▶ TASK STATEMENT: Reproduce the material below without changes, starting at its first line and ending with the line that contains "positive clicks: (461, 416)", including that line.

▶ SUPPLIED INFORMATION:
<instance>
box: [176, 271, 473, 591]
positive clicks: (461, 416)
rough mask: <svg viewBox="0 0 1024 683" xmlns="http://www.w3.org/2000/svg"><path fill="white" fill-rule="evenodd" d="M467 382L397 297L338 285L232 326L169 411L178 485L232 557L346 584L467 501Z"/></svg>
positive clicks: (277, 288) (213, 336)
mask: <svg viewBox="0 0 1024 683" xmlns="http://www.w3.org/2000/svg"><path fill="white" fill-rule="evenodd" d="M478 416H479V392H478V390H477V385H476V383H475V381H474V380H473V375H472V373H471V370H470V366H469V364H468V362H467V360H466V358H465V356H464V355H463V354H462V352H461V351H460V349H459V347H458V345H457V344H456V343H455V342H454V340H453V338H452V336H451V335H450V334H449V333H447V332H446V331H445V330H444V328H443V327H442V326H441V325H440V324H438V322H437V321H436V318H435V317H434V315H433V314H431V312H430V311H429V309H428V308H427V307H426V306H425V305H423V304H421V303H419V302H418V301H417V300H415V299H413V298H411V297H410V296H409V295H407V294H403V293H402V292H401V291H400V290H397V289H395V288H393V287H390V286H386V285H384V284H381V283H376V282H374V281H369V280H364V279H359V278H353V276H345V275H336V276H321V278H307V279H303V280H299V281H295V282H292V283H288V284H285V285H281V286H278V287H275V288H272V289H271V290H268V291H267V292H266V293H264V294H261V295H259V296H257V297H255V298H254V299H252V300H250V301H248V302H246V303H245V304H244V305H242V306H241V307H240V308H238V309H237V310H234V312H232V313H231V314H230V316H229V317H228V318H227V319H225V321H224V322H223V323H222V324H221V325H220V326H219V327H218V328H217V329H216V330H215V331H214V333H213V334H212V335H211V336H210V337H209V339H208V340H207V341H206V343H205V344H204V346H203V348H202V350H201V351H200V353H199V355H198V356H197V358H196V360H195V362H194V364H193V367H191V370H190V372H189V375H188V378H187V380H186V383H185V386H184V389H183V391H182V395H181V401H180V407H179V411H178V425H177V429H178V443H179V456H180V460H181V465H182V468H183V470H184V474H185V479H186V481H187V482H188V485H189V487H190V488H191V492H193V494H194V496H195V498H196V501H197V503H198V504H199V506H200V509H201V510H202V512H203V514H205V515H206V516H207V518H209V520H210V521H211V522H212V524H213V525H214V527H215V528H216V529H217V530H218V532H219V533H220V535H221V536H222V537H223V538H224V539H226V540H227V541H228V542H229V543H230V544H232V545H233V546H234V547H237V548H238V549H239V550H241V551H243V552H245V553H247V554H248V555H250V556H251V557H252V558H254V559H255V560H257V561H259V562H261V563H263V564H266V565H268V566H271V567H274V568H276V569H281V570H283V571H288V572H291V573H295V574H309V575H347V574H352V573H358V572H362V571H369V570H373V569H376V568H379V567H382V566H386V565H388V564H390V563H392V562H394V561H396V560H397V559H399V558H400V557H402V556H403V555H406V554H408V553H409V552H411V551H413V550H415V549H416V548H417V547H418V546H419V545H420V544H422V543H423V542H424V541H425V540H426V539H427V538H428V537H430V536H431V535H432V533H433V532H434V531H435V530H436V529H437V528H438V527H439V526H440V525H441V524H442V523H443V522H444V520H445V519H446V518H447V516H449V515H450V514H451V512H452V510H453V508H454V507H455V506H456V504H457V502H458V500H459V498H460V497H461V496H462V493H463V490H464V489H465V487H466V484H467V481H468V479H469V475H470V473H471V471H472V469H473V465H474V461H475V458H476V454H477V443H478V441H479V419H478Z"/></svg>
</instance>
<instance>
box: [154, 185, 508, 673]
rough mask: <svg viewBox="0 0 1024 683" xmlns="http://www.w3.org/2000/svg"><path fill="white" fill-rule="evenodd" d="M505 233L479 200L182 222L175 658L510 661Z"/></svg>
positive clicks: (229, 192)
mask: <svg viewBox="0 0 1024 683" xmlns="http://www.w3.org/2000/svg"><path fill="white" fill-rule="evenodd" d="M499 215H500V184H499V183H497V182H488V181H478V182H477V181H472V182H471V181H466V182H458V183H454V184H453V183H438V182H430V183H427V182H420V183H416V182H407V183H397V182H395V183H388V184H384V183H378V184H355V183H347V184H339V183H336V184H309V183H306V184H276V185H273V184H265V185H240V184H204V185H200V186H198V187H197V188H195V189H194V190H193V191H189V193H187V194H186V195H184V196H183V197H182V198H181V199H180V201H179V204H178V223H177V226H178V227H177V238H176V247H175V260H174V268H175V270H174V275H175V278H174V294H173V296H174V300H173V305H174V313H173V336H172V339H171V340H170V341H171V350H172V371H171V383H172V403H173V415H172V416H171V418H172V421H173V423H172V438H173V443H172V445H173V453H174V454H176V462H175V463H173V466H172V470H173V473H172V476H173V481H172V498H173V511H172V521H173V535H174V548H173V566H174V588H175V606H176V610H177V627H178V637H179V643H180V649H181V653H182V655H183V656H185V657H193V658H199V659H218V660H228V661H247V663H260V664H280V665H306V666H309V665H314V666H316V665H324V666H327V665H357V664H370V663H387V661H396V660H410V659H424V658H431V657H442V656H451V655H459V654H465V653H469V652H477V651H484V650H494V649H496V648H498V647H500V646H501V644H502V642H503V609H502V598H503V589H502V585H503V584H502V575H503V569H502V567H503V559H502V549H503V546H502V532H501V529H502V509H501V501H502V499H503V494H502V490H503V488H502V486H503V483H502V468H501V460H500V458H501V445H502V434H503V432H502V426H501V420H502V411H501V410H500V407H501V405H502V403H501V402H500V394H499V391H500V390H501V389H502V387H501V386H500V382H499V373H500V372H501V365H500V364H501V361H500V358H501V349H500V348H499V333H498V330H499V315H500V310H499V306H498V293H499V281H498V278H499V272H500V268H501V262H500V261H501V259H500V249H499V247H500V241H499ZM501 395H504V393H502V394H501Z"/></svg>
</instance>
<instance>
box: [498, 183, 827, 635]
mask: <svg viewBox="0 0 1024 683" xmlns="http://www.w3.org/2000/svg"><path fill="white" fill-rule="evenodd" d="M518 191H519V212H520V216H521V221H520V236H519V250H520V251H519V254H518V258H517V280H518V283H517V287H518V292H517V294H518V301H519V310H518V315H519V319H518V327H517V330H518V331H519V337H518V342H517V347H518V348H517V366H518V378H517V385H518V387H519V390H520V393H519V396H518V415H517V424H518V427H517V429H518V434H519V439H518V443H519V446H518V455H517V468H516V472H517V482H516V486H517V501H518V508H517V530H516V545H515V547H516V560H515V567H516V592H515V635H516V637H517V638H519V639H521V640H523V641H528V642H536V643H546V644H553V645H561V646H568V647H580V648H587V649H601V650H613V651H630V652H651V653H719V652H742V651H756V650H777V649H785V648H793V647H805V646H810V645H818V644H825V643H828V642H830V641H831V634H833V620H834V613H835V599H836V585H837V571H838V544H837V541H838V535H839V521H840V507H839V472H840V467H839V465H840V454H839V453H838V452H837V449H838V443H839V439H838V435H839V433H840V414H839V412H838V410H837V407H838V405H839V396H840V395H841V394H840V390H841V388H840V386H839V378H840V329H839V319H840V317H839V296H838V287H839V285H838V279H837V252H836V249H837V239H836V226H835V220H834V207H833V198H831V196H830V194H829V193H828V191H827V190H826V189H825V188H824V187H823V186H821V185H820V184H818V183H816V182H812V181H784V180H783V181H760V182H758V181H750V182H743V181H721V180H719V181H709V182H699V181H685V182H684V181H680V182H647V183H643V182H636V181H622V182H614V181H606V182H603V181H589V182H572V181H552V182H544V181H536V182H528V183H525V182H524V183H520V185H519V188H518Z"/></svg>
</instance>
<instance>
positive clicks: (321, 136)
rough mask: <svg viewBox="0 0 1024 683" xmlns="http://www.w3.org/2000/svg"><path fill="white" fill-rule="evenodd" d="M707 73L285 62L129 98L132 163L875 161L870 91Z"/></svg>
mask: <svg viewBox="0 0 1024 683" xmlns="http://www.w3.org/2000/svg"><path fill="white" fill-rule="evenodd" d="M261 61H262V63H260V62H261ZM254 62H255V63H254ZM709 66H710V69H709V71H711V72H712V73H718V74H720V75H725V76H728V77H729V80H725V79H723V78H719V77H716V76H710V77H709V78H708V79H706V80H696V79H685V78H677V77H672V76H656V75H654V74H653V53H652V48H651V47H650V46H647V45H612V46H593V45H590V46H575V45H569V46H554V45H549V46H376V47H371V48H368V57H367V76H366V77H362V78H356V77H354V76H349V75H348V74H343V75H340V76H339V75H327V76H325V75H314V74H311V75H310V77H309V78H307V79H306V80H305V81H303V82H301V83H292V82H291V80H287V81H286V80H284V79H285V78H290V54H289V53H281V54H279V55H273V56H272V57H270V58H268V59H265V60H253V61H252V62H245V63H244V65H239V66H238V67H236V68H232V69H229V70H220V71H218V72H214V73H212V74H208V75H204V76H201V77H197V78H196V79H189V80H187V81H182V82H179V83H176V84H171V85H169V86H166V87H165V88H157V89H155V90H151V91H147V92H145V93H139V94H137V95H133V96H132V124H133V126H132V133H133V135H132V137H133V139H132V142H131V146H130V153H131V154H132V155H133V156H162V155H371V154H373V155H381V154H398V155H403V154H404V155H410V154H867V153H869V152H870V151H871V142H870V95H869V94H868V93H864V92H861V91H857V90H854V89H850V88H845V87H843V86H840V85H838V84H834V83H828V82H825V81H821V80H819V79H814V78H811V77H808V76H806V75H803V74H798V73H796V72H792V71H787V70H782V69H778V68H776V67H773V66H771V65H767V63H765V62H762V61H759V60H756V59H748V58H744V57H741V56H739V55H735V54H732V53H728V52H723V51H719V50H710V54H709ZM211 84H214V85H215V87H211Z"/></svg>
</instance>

▶ EXERCISE RESULT:
<instance>
box: [176, 271, 473, 591]
positive clicks: (461, 416)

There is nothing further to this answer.